Entries from a data collection
☆ ☆ ☆ ☆

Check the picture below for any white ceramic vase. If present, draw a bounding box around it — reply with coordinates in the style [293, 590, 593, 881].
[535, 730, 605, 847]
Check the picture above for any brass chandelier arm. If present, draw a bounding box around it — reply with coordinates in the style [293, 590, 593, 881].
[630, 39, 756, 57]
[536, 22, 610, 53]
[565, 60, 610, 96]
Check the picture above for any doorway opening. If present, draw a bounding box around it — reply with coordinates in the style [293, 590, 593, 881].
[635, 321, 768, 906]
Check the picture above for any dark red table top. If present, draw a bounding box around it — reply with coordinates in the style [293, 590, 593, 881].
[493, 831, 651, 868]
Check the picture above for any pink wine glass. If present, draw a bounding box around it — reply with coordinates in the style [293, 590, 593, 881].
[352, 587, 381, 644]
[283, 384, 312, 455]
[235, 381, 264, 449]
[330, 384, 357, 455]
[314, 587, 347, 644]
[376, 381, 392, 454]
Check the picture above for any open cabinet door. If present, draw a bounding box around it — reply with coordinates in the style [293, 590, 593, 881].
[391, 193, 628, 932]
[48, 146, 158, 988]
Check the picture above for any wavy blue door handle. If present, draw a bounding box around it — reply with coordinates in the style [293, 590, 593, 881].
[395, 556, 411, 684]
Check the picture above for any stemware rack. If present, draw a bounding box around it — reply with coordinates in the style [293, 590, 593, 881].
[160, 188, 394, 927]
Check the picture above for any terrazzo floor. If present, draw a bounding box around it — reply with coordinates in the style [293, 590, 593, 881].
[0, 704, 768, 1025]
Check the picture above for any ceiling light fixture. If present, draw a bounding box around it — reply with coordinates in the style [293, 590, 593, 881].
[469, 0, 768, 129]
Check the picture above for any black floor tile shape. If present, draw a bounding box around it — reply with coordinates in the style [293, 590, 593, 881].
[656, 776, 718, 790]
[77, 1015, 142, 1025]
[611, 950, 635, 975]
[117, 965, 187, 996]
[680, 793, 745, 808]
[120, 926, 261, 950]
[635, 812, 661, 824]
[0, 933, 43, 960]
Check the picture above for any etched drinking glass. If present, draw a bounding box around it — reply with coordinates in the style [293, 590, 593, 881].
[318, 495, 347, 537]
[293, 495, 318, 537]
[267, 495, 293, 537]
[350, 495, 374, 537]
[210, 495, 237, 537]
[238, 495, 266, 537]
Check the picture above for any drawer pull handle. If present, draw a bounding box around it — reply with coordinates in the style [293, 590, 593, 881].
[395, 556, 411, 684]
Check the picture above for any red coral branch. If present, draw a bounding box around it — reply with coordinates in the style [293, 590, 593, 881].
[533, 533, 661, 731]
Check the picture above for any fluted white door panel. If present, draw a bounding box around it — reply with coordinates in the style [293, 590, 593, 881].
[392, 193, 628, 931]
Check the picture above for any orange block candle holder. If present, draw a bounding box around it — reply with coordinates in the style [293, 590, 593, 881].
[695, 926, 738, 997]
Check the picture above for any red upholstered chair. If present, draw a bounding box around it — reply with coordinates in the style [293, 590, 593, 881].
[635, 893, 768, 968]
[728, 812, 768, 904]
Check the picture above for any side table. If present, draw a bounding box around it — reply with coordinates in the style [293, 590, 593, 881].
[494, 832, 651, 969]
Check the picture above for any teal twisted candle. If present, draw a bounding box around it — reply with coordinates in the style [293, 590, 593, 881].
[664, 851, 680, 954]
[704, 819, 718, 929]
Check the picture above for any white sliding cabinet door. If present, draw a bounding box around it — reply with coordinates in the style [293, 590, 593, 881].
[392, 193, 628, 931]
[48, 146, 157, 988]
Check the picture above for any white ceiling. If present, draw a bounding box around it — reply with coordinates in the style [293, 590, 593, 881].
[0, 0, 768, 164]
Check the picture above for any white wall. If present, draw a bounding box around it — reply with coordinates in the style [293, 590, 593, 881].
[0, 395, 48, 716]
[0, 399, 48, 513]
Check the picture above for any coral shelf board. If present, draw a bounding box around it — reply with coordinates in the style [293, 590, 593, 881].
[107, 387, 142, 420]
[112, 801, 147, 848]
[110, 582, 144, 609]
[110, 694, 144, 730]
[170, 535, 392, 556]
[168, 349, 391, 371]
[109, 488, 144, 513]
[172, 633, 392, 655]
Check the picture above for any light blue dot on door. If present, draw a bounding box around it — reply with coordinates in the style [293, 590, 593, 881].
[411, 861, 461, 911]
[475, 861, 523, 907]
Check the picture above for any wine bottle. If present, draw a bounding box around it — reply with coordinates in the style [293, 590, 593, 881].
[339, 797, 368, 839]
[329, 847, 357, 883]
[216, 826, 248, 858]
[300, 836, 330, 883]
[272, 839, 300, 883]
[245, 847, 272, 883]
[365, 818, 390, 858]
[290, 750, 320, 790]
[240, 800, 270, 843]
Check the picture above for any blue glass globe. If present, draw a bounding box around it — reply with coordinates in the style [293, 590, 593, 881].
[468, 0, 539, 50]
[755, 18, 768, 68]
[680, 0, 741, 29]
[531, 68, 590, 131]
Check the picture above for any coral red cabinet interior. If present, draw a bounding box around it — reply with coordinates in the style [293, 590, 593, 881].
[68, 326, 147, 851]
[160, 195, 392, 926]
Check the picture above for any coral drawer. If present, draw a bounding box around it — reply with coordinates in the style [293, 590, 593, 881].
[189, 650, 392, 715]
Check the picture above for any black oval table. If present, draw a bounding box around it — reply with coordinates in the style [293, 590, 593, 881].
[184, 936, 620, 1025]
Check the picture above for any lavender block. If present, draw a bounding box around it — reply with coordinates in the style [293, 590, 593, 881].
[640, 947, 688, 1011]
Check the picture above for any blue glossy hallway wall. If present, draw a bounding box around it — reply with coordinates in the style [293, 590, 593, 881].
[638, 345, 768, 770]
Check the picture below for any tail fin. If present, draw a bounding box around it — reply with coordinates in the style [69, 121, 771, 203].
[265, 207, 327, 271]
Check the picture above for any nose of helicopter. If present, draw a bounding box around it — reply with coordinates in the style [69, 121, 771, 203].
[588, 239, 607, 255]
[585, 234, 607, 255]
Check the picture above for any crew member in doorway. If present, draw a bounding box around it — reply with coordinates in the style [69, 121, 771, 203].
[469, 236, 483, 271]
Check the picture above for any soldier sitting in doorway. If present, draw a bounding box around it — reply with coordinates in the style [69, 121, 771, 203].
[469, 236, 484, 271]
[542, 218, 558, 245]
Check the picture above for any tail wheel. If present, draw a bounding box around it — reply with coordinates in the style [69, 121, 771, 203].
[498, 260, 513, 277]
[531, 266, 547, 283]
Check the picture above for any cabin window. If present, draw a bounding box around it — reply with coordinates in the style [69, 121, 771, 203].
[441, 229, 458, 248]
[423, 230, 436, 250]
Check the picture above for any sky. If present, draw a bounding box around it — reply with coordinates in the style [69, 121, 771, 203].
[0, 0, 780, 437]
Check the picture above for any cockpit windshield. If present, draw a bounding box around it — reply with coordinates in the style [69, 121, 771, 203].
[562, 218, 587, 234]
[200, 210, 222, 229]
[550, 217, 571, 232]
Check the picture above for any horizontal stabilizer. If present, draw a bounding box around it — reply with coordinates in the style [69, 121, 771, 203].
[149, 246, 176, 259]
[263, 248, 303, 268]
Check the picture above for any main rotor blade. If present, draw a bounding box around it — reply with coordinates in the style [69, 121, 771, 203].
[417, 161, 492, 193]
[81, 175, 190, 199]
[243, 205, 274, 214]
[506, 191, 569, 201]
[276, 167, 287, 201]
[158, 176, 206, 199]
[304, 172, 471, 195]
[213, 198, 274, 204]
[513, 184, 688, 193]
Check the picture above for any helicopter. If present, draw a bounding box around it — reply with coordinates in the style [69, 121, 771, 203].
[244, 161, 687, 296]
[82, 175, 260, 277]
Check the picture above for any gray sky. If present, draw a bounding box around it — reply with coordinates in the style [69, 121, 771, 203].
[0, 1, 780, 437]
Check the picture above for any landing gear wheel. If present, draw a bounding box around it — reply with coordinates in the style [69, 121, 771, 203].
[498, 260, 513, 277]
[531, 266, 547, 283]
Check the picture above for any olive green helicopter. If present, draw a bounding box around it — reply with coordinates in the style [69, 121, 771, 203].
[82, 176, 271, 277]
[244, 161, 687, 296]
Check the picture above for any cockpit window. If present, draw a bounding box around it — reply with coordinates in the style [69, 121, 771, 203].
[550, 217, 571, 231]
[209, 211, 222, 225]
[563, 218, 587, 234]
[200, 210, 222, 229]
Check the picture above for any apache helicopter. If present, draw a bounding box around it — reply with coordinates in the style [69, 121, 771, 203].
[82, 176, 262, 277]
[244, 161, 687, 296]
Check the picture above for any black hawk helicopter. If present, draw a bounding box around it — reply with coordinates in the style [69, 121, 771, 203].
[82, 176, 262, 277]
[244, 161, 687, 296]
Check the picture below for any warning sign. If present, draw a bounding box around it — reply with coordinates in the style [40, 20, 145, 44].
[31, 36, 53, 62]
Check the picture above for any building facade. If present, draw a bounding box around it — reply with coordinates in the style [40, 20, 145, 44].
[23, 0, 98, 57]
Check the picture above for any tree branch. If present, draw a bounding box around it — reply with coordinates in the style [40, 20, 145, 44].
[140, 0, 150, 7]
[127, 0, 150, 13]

☆ ☆ ☆ ☆

**AIM:**
Reproduce the entries starting at the line containing "Check the picture above for any landing" and ending at the line containing "[31, 36, 53, 62]", replacing "helicopter" with "aircraft" and leaving everything else unchanged.

**SOLUTION FOR THIS PROBLEM:**
Check the picture above for any landing gear wheel. If present, draw a bounding box around it — reply with coordinates in the style [69, 121, 771, 203].
[498, 260, 513, 277]
[531, 266, 547, 283]
Check the picture above for any olive green aircraft. If present, draw a bounding box around it — reply with coordinates in the style [69, 121, 771, 203].
[82, 176, 271, 277]
[244, 161, 687, 296]
Check the picture above for any cockpit window. If present, draw a bounding box around it — reply with coordinates in the style [69, 121, 771, 203].
[550, 217, 571, 231]
[209, 211, 222, 225]
[563, 218, 587, 234]
[200, 210, 222, 229]
Check the picture above for any apache aircraft. If present, draw a bounding box around it — reply with coordinates in the style [69, 121, 771, 203].
[82, 176, 262, 277]
[244, 161, 687, 296]
Check the picture above for any black hawk aircraft. If present, draw a bounding box around it — reply with coordinates in the style [69, 121, 771, 203].
[82, 176, 262, 277]
[244, 161, 687, 296]
Check the picture below for any warning sign. If present, draw a bounding box around it — reply with coordinates in the style [40, 20, 145, 44].
[31, 36, 53, 62]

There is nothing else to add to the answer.